→ **TASK TO CARRY OUT**: Find every line below where the string "windshield" shows up, and copy those lines.

Entries taken from a collection:
%%
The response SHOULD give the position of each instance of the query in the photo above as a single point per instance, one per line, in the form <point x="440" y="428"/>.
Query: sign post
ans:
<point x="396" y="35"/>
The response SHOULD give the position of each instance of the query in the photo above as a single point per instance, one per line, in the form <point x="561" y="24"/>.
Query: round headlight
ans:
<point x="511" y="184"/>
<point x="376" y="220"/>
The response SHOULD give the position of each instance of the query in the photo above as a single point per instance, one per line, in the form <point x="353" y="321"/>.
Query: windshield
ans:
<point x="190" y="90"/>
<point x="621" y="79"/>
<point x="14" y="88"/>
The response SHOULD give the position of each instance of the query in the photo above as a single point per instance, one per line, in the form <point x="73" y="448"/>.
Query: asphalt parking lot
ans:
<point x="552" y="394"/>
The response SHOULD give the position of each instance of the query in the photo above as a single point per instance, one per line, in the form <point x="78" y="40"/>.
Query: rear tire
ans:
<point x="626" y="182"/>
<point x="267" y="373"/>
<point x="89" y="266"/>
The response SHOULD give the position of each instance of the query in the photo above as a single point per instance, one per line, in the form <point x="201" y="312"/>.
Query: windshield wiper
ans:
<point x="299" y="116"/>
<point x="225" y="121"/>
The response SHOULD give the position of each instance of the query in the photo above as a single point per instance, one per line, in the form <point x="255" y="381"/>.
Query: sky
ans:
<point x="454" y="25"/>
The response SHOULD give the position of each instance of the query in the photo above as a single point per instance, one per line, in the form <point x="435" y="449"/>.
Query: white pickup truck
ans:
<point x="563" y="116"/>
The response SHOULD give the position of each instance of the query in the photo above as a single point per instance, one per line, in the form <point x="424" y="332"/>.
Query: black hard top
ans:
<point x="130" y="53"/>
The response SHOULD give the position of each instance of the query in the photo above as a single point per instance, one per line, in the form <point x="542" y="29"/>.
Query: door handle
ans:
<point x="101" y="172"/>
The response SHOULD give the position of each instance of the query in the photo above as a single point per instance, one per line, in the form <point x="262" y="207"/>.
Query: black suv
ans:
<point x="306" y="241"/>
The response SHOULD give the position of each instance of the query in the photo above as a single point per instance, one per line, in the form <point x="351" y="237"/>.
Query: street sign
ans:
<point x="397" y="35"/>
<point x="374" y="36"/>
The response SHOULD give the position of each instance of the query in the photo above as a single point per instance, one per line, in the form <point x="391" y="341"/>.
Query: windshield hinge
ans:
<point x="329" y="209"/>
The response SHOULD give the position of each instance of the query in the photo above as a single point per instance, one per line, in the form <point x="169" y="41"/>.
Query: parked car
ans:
%%
→ **RESULT FOR THIS TASK**:
Query: windshield
Query: windshield wiper
Query: windshield hinge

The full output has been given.